----- Source
Page MenuHomePhabricator

Set up Misc Object Storage Service (moss)
Open, Stalled, Needs TriagePublic

Description

The task tracks setting up M.O.S.S. or misc object storage service. The service is meant to host all existing (and new) object storage use cases that have accumulated over the years in the media storage cluster (listed at T264291: Swift users and their usage with more details)

The cluster will have at least 3x replication, will be spanning across eqiad and codfw, and offer S3 + swift API compatibility (i.e. same as the thanos cluster).

  • Evaluate whether we need encrypted backend traffic across datacenters for the cluster (likely ipsec)
  • Decide on initial storage policies (replication factor, ssd/hdd, site-local vs global, which should be default, etc)
  • Bring frontends online: T275513 T275511
  • Bring backends online: T276642 T276637
  • Bring up service IPs / LVS and certs
  • Bring up dashboards/monitoring/alerting

Once the service/cluster is up we can start migrating users / use cases (in a different task, TBD)

Event Timeline

Hi everybody, is there a timeline for MOSS? The ML-Team is currently using the Thanos Swift cluster to store objects/models, we don't require a lot of space but at the same time we are not a great fit either :) MOSS will surely be better, and now that we are loading models to Swift we were wondering if it was best to wait a bit for MOSS or keep going with Thanos.

A couple of Friday-afternoon thoughts, not any kind of policy statement:

Swift is somewhat directly available both directly within the WMF network, and via our usual caching layers to the outside world.
----------
Task: Can you resume the Phabricator thread on setting up the misc object storage service, picking up right after its last sentence?
----- Available data
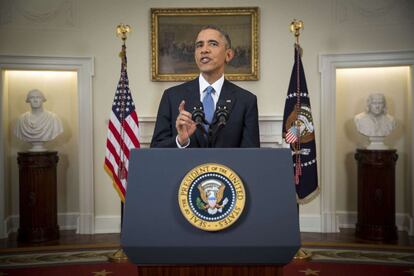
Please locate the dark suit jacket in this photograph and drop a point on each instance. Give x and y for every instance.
----------
Output for this exercise:
I infer that you are thinking that MOSS (or something like it) might be the object storage for your shared data platform? That's an interesting idea (and, indeed, Ceph's RGW (S3) layer now has support for bucket notifications - https://docs.ceph.com/en/latest/radosgw/notifications/ ), though might well have hardware/architectural implications for what we do with MOSS - our current Swift clusters are not very high-performance, for example, because we rely heavily on caching everything, if we were to be thinking something that might be supporting more "live" workflows, we might want to think harder about NVME for bluestore journals or similar...

Hello!

Yes! No policy statements here; we are in the 'feedback / alignment building' phase of talking about Shared Data Platform. :)

Data stored in Shared Data Platform is intended to be loaded by engineers into their datastores for serving production features, not for access by production features directly for serving. The storage in Shared Data Platform is 2 tiered: Kafka for realtime, and then object store for historical long term data and more static datasets. I'd expect that most product usages will read and write to this system via Kafka, rather than directly to the object store.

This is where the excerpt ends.